======== TRECHO DE REFERÊNCIA ========

Não podemos esquecer que tudo tem as suas nuances: as pessoas que estão acostumadas a serem fortes são aquelas que têm um maior risco de desenvolver uma depressão. Considere, por exemplo, as pessoas que cuidam dos seu familiares deficientes.
Pensemos também no pai ou mãe de família, cujo cônjuge está desempregado e carrega nas costas diversas responsabilidades além das financeiras; nos muitos profissionais que ocupam suas vidas ajudando os outros, nos grupos menos favorecidos, nas crianças doentes, nas mulheres que sofrem abusos…
Muitas vezes nos esforçamos para permanecer fortes para os outros, oferecer a melhor versão de nós mesmos e conferir segurança, solidez, eficiência, proximidade, esperança e positividade. No entanto, não percebemos que o que fazemos muitas vezes é “agir”, para seguir um papel que nós mesmos criamos sem perceber que estamos nos traindo.
Nós traímos os nossos sentimentos mais verdadeiros, aqueles sentimentos que perturbam o nosso interior: medos, incertezas, ansiedade, sensação de solidão… Até que mais cedo ou mais tarde “nos quebramos”, e ao invés de pedir ajuda, ficamos calados; ou pior, continuamos priorizando obsessivamente as necessidades ou os desejos dos outros…
Se ser forte é a sua única opção, aceite a sua própria vulnerabilidade
Todos nós sabemos que no livro da nossa vida também há epopeias, também há desafios que não pedimos, tragédias que nos foram dadas e provas de coragem que somos obrigados a dar. No entanto, nesta narrativa do dia a dia em que muitas vezes somos vistos como heróis porque enfrentamos tudo e não nos queixamos ou choramos, existe um erro que cometemos constantemente: descuidamos de nós mesmos.

========

-- TAREFA PROPOSTA A --
Responda com base no trecho:
(i) Segundo o trecho, quais pessoas têm um maior risco de desenvolver uma depressão?
(ii) Que sentimentos o trecho cita como aqueles que perturbam o nosso interior?
(iii) Qual é o erro que, de acordo com o trecho, cometemos constantemente?
-- TAREFA PROPOSTA B --
Transcreva, sem alterações, a parte da listagem que começa na linha que contém "For the benchmark, point to the blurred" e vai até o fim da listagem, incluindo essa primeira linha.
O trecho e a listagem não têm relação entre si.

======== INFORMAÇÕES APRESENTADAS ========

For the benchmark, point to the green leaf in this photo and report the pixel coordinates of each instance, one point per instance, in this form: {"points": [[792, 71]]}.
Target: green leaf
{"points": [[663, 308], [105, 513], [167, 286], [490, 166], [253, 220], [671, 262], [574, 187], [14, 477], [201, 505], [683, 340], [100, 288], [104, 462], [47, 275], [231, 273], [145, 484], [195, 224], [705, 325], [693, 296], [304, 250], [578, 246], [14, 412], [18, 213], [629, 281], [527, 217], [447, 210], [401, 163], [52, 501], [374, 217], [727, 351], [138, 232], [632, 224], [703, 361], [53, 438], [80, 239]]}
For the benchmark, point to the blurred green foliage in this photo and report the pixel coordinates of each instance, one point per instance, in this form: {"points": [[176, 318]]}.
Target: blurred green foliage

========

-- RESPOSTA ESPERADA A --
(i) As pessoas que estão acostumadas a serem fortes.
(ii) Medos, incertezas, ansiedade e sensação de solidão.
(iii) Descuidamos de nós mesmos.

-- RESPOSTA ESPERADA B --
For the benchmark, point to the blurred green foliage in this photo and report the pixel coordinates of each instance, one point per instance, in this form: {"points": [[176, 318]]}.
Target: blurred green foliage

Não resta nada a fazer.